Cent vingt et un jours, Michèle Audin
Cent vingt et un jours, décembre 2013, 184 pages, 17,90 €
Ecrivain(s): Michèle Audin Edition: Gallimard
Nombres ; chiffres ; raisonnements. Mathématiques. Michèle Audin est ainsi construite ; ses écritures aussi. Pour autant, poésie – ô combien ! sentiments, humanité surtout – donc, littérature, se sont invités au banquet de ce petit livre dense, poignant, dont le titre Cent vingt et un jours est, du reste, écrit, mais non posé en langage mathématique.
Cela aurait pu être un recueil de nouvelles, dont les chapitres auraient porté le nom de ceux, nombreux et bien campés, qu’on croise dans ce reflet du fleuve du siècle dernier. Enfer brumeux que visiterait Orphée, où divaguent ceux de la Grande Guerre et ceux de la terrible Seconde, brisés, bourreaux ou carrément perdus ; parfois, tout ensemble… Mais c’est un roman-récit, et non des nouvelles, qu’a préféré Michèle Audin, la mathématicienne, qui fréquente aussi – et, plutôt bien – la façon si particulière de penser et de travailler des historiens. Elle n’a pas voulu de ce mot « fin » au bas des chapitres, de ces mini histoires bouclées. Son récit a besoin du temps long, décliné et repris d’un bout à l’autre des pages, sans presque reprendre son souffle, comme un immense problème, dont on ne sait au final s’il peut se résoudre, et qui va son chemin, raisonné, rassemblant ses données, n’en oubliant aucune, cherchant les preuves, les vérifiant, les additionnant au fil de l’Histoire. Comptabilité unique ; scansion des malheurs.

(Extraits de données de pointage)

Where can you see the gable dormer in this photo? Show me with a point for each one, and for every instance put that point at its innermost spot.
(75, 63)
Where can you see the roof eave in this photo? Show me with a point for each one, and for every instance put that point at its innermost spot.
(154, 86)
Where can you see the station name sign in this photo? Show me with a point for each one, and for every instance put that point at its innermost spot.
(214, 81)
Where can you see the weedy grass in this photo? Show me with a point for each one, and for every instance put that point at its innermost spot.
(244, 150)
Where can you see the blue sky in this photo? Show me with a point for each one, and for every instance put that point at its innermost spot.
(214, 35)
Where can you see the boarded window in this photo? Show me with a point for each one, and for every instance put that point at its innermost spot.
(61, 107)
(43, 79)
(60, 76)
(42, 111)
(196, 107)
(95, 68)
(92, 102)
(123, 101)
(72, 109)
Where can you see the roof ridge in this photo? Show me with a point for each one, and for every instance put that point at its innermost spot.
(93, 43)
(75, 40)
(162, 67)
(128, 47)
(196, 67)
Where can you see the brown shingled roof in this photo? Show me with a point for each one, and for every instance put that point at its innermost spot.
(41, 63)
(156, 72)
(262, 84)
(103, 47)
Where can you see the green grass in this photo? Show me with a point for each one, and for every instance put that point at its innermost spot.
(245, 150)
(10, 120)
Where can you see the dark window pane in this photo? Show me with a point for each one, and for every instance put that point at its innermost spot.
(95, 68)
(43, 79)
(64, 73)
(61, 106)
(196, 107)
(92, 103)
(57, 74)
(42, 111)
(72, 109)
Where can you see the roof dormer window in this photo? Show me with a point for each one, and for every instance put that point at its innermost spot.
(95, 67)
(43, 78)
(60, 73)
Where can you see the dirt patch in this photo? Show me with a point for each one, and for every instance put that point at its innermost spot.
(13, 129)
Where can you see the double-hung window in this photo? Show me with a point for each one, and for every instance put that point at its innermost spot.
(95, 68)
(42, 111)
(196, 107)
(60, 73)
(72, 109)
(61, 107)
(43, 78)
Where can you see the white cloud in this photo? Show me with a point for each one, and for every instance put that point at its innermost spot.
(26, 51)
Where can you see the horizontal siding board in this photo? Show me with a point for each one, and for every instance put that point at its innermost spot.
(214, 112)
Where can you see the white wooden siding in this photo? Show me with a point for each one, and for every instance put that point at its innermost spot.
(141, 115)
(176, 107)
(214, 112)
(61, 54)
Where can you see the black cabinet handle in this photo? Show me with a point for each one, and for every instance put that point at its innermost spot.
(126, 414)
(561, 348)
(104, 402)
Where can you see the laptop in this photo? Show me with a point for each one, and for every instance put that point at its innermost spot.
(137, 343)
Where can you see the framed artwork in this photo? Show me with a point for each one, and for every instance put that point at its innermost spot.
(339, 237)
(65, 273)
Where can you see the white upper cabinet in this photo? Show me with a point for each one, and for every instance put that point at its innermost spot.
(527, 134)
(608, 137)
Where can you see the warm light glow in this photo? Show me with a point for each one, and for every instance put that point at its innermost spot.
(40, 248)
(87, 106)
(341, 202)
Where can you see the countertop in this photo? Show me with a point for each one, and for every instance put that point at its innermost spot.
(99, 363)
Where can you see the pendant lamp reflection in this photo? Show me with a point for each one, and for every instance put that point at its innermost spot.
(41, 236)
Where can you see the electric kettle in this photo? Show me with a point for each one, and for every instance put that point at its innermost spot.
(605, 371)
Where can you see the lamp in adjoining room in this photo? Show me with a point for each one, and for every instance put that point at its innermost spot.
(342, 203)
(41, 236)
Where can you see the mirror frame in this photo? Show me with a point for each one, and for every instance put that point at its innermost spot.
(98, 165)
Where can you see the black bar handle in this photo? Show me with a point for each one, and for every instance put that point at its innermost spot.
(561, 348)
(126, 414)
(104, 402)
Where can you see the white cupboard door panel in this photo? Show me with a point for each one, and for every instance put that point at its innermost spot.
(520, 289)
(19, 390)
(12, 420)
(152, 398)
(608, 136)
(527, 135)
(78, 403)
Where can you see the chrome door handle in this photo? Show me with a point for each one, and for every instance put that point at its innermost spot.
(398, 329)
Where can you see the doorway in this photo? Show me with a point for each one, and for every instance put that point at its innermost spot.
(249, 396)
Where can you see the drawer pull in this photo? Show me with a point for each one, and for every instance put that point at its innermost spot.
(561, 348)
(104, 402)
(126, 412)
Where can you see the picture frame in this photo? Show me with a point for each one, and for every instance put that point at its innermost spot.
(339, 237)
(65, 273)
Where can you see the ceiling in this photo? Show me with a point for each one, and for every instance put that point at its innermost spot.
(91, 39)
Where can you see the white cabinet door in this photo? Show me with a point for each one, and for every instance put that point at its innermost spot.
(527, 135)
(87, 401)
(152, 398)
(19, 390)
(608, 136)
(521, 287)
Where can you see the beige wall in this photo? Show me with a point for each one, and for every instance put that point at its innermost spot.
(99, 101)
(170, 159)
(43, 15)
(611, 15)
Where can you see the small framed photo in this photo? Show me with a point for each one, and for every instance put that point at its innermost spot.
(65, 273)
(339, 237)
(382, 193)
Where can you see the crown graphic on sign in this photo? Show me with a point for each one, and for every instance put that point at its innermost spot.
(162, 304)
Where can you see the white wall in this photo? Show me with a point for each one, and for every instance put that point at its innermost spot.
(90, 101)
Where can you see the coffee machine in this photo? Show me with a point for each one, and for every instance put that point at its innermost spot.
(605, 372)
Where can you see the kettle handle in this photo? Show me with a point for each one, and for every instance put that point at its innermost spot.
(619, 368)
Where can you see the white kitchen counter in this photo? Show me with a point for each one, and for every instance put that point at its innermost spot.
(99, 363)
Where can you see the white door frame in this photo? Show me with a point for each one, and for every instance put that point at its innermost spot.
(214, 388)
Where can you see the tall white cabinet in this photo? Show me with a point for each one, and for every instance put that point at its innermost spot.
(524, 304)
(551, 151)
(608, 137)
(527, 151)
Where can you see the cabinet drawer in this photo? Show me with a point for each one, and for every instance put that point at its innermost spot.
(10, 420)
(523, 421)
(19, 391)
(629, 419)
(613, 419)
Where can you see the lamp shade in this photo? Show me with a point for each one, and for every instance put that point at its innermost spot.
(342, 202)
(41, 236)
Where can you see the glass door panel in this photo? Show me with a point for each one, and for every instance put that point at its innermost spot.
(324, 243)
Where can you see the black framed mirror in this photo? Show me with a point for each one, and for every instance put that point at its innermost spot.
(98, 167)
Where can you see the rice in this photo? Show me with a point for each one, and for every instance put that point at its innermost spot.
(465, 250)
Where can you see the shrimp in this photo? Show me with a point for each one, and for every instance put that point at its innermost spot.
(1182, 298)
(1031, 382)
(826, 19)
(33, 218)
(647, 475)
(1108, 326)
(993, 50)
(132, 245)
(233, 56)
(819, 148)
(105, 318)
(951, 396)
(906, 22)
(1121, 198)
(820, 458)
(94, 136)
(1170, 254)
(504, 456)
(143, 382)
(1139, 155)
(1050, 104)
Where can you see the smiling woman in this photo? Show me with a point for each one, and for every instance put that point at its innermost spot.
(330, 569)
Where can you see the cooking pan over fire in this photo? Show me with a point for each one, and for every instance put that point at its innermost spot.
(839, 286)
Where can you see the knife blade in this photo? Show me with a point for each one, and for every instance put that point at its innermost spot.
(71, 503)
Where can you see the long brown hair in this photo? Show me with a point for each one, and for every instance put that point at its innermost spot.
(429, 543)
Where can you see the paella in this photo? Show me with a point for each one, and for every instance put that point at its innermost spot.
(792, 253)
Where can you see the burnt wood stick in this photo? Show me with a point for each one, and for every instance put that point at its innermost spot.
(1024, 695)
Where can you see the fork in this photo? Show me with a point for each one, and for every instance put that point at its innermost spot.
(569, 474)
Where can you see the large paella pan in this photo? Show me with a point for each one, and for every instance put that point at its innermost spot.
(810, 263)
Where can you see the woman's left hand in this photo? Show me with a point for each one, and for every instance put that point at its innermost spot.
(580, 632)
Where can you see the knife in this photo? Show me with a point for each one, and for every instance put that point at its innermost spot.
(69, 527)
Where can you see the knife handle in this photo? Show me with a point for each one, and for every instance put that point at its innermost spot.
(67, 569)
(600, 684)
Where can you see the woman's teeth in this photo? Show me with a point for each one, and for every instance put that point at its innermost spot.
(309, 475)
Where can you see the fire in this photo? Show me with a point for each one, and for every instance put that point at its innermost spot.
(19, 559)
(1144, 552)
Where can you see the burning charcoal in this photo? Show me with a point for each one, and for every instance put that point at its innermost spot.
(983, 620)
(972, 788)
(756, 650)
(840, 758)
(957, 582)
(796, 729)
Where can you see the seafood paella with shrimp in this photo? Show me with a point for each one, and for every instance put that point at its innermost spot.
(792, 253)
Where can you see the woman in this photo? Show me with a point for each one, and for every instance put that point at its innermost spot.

# Consignes:
**a.** Dans la critique, relevez les trois termes qui qualifient ceux de la Grande Guerre et de la Seconde qui divaguent dans l'enfer brumeux.
**b.** Répondez d'après la critique :
(i) Chez quel éditeur le livre paraît-il ?
(ii) Combien de pages compte-t-il ?
(iii) Quelle forme Michèle Audin a-t-elle préférée au recueil de nouvelles ?
**c.** Renvoyez à l'identique tout le passage de la critique allant de « Cent vingt et un jours, Michèle » jusqu'à « en langage mathématique. ».
Le matériel provient d'une source distincte de la critique.

# Réponses:
**a.** brisés, bourreaux, carrément perdus

**b.**
(i) Gallimard
(ii) 184 pages
(iii) Un roman-récit

**c.**
Cent vingt et un jours, Michèle Audin
Cent vingt et un jours, décembre 2013, 184 pages, 17,90 €
Ecrivain(s): Michèle Audin Edition: Gallimard
Nombres ; chiffres ; raisonnements. Mathématiques. Michèle Audin est ainsi construite ; ses écritures aussi. Pour autant, poésie – ô combien ! sentiments, humanité surtout – donc, littérature, se sont invités au banquet de ce petit livre dense, poignant, dont le titre Cent vingt et un jours est, du reste, écrit, mais non posé en langage mathématique.